Supplied material>
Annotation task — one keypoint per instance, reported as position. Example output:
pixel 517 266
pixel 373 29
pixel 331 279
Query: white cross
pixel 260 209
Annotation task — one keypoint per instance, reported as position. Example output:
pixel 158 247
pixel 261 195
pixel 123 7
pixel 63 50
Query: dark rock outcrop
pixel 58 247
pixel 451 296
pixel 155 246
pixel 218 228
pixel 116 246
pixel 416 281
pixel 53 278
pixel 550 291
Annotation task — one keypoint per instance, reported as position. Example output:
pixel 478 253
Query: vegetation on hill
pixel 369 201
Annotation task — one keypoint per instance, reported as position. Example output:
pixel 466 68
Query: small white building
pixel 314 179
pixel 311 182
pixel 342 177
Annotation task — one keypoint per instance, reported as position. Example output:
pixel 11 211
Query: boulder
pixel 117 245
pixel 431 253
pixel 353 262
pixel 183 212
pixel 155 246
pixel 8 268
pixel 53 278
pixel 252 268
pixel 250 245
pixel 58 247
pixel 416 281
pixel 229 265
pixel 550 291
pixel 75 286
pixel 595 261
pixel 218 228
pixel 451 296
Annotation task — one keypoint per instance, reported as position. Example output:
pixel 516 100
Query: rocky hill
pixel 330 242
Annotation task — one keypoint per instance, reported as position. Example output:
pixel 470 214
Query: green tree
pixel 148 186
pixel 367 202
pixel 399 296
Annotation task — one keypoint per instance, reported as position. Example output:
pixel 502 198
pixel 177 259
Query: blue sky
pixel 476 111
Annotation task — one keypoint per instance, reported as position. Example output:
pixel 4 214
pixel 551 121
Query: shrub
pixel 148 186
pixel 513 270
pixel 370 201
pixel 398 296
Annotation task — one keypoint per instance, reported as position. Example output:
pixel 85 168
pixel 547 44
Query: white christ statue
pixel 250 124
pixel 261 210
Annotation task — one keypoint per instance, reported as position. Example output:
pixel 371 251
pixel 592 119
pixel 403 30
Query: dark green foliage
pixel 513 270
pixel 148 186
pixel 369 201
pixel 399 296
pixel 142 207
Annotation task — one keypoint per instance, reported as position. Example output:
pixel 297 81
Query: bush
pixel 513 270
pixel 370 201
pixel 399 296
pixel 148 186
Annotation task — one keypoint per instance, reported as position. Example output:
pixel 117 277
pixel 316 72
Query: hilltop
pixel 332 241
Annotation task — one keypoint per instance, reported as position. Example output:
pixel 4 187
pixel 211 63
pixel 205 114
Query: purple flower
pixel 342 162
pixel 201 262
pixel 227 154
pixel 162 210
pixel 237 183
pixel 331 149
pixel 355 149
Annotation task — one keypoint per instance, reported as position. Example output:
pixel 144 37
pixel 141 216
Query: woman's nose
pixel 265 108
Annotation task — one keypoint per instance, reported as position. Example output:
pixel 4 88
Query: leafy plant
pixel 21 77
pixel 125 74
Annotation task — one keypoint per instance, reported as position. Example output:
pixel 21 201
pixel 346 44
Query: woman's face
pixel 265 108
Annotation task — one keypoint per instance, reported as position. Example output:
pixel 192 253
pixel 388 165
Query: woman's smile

Set exercise>
Quote the data above in full, changing nothing.

Correct answer>
Annotation task — one keypoint per instance, reported as position. Example output:
pixel 517 266
pixel 373 29
pixel 331 279
Query: white cross
pixel 260 209
Annotation task — one keypoint per instance, reported as position. Example output:
pixel 158 247
pixel 261 195
pixel 123 7
pixel 63 50
Query: dark rock outcrop
pixel 58 247
pixel 451 296
pixel 155 246
pixel 218 228
pixel 116 246
pixel 416 281
pixel 53 278
pixel 550 291
Annotation task — one keypoint per instance, reported as position. Example output:
pixel 478 253
Query: vegetation on hill
pixel 369 201
Annotation task — one keypoint per instance, reported as position. Example output:
pixel 466 68
Query: small white building
pixel 314 179
pixel 311 182
pixel 342 177
Annotation task — one keypoint per instance, reported as position. Example output:
pixel 11 211
Query: boulder
pixel 117 245
pixel 431 253
pixel 353 262
pixel 183 212
pixel 155 246
pixel 8 268
pixel 53 278
pixel 252 268
pixel 250 245
pixel 58 247
pixel 416 281
pixel 229 265
pixel 550 291
pixel 75 286
pixel 595 261
pixel 218 228
pixel 451 296
Annotation task — one keypoint per instance, reported as position. Example output:
pixel 516 100
Query: rocky hill
pixel 330 242
Annotation task — one keypoint per instance, reported as position. Example output:
pixel 470 214
Query: green tree
pixel 148 186
pixel 367 202
pixel 399 296
Annotation task — one keypoint per instance, reported as position. Example output:
pixel 502 198
pixel 177 259
Query: blue sky
pixel 476 111
Annotation task — one keypoint per instance, reported as position. Example output:
pixel 4 214
pixel 551 121
Query: shrub
pixel 148 186
pixel 513 270
pixel 370 201
pixel 398 296
Annotation task — one keypoint per instance, reported as position. Example output:
pixel 85 168
pixel 547 44
Query: white christ statue
pixel 250 124
pixel 261 210
Annotation task — one keypoint per instance, reported as position. Example output:
pixel 371 251
pixel 592 119
pixel 403 30
Query: dark green foliage
pixel 513 270
pixel 148 186
pixel 369 201
pixel 399 296
pixel 142 207
Annotation task — one keypoint per instance, reported as position. Example output:
pixel 297 81
Query: bush
pixel 513 270
pixel 370 201
pixel 399 296
pixel 148 186
Annotation task — one keypoint per instance, reported as position. Example output:
pixel 117 277
pixel 316 72
Query: hilltop
pixel 332 241
Annotation task — one keypoint per instance, reported as position. Example output:
pixel 4 187
pixel 211 63
pixel 205 114
Query: purple flower
pixel 342 162
pixel 201 262
pixel 227 154
pixel 162 210
pixel 237 183
pixel 331 149
pixel 355 149
Annotation task — one keypoint per instance, reported as position. Example output:
pixel 144 37
pixel 141 216
Query: woman's nose
pixel 265 108
Annotation task — one keypoint per instance, reported as position. Example output:
pixel 4 88
Query: leafy plant
pixel 21 77
pixel 125 74
Annotation task — one keypoint per instance, reported as position. Example output:
pixel 21 201
pixel 346 44
Query: woman's face
pixel 265 108
Annotation task — one keypoint per instance, reported as position. Example output:
pixel 192 253
pixel 388 165
Query: woman's smile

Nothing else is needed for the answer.